▸ Problem description: Write the listing from its first line through the line containing "[[226, 434]]", both included, as a JSON list of strings, one string per line, with blank lines dropped. Leave the pictures out.

▸ Available records:
----------

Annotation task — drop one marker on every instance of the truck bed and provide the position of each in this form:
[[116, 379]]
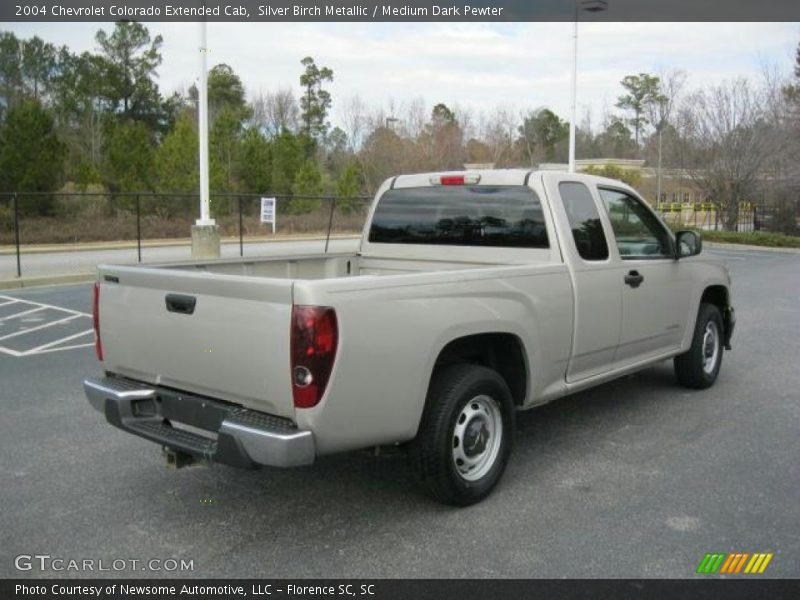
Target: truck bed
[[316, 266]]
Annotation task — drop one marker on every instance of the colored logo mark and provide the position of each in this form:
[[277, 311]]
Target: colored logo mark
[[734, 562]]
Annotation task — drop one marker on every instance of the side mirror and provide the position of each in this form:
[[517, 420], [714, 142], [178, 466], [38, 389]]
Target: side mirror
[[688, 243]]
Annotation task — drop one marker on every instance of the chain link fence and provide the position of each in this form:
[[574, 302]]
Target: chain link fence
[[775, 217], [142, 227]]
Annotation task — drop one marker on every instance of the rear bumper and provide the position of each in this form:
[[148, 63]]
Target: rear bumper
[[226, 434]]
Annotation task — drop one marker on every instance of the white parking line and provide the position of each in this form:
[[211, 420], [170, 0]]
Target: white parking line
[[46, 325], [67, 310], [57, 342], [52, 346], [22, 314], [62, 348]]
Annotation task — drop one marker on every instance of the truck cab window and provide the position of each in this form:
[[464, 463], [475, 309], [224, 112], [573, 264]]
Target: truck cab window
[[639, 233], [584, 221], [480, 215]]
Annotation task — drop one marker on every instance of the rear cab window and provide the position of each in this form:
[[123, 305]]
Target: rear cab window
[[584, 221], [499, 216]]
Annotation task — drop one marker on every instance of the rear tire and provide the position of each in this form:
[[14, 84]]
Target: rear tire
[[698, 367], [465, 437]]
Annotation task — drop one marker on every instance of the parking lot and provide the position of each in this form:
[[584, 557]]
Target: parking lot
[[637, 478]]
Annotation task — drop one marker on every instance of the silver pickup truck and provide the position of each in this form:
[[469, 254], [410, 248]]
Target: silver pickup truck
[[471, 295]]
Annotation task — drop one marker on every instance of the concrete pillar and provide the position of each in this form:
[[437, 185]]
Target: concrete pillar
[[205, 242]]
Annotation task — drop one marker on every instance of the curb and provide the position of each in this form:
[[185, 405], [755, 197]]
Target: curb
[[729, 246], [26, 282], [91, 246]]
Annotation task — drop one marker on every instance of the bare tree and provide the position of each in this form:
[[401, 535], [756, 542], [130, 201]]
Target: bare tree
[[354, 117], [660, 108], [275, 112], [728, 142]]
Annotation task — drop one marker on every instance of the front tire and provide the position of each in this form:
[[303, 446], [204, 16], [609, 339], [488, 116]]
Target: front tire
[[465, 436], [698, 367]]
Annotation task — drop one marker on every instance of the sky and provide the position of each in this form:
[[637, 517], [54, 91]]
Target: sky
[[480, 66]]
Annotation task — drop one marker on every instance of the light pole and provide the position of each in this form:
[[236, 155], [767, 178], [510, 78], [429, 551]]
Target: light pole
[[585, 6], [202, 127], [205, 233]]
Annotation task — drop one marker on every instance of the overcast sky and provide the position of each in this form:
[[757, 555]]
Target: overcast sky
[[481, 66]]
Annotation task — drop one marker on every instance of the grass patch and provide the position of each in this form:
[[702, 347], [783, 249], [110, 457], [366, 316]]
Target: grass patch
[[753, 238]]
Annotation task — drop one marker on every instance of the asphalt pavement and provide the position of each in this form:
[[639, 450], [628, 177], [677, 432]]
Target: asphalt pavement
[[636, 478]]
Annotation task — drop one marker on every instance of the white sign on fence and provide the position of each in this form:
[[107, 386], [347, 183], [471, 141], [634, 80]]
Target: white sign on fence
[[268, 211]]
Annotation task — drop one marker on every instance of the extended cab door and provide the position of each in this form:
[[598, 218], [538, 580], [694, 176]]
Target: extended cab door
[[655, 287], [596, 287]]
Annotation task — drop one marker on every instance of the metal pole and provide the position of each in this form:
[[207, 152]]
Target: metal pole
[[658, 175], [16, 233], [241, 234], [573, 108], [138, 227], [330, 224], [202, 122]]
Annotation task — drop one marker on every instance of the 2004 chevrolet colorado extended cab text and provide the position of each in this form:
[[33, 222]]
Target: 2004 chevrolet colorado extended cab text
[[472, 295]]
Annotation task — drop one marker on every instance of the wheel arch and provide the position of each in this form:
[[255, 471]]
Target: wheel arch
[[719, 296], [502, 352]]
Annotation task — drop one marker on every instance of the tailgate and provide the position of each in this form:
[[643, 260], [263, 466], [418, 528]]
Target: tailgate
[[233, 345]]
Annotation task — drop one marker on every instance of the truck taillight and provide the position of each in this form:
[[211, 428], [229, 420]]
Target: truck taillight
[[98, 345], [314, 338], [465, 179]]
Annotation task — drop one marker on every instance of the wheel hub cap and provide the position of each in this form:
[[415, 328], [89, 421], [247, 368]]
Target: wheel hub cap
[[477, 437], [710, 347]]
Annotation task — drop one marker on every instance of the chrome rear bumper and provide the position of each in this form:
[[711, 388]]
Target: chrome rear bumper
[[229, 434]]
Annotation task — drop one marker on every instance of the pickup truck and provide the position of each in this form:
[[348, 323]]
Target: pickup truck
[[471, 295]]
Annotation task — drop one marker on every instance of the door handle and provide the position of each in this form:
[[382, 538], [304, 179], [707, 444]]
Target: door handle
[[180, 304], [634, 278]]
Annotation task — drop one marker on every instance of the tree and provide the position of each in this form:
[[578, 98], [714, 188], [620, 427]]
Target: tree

----------

▸ Reply:
[
  "Annotation task — drop one marker on every instance of the truck bed and provide the position of each in this form:",
  "[[116, 379]]",
  "Target: truck bed",
  "[[316, 266]]",
  "Annotation task — drop one marker on every instance of the colored logo mark and provide the position of each in this form:",
  "[[277, 311]]",
  "Target: colored logo mark",
  "[[734, 562]]",
  "Annotation task — drop one marker on every instance of the side mirror and provide the position of each in this form:",
  "[[517, 420], [714, 142], [178, 466], [38, 389]]",
  "Target: side mirror",
  "[[688, 243]]",
  "Annotation task — drop one marker on every instance of the chain link fence and provide the position of each in this form:",
  "[[574, 302]]",
  "Target: chain link fence",
  "[[775, 217], [142, 227]]",
  "Annotation task — drop one marker on every instance of the rear bumper and provide the position of each in this form:",
  "[[148, 63]]",
  "Target: rear bumper",
  "[[226, 434]]"
]